BEGIN
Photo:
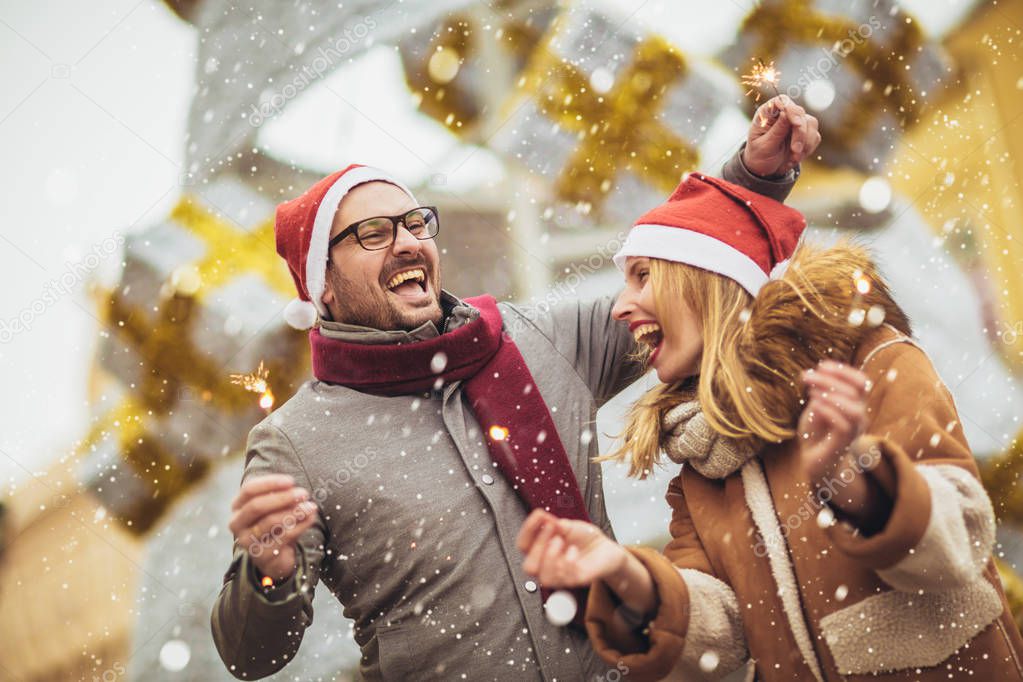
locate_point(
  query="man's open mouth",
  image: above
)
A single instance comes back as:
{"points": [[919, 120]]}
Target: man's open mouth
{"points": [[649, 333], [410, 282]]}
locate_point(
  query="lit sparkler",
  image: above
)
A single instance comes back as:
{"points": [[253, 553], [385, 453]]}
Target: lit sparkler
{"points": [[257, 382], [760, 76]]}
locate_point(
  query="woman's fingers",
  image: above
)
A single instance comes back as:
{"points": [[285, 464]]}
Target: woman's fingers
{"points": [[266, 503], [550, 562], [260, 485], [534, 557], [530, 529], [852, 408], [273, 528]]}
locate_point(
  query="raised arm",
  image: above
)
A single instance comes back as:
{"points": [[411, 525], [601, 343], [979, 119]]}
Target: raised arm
END
BEGIN
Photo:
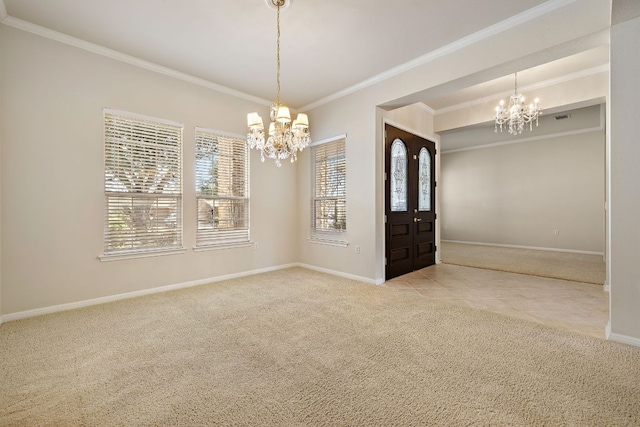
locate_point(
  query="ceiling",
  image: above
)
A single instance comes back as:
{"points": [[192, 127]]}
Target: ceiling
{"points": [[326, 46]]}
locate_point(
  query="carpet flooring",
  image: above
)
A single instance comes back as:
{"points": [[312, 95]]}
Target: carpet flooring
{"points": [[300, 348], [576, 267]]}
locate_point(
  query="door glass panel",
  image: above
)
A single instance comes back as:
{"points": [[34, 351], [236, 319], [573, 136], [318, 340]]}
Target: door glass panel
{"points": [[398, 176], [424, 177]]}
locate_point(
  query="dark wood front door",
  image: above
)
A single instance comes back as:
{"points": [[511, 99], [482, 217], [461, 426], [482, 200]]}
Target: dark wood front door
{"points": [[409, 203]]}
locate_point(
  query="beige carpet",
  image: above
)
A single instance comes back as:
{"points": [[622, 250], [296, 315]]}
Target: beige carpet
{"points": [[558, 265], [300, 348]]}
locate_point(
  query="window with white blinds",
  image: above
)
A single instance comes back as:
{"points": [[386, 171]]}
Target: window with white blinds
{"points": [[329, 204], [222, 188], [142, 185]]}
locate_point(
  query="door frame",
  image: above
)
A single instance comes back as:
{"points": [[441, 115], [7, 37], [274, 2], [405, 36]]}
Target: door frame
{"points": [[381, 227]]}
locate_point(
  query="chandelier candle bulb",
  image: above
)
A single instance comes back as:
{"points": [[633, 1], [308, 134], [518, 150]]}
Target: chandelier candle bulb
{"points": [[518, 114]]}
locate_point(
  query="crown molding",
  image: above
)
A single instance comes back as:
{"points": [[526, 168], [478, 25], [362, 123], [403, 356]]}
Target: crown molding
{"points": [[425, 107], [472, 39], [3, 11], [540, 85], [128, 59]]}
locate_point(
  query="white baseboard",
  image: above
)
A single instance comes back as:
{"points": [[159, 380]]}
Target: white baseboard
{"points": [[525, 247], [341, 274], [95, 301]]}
END
BEGIN
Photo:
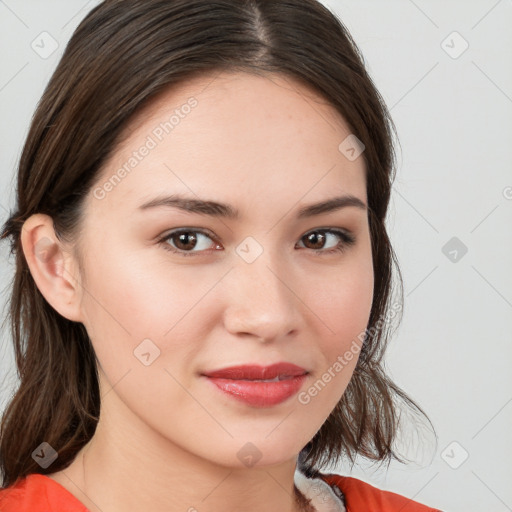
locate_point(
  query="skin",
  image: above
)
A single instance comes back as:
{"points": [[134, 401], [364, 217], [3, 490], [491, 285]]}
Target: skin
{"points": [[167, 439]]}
END
Pull out each line in the records above that contains the word "molding" and list those lines.

  query="crown molding",
Target: crown molding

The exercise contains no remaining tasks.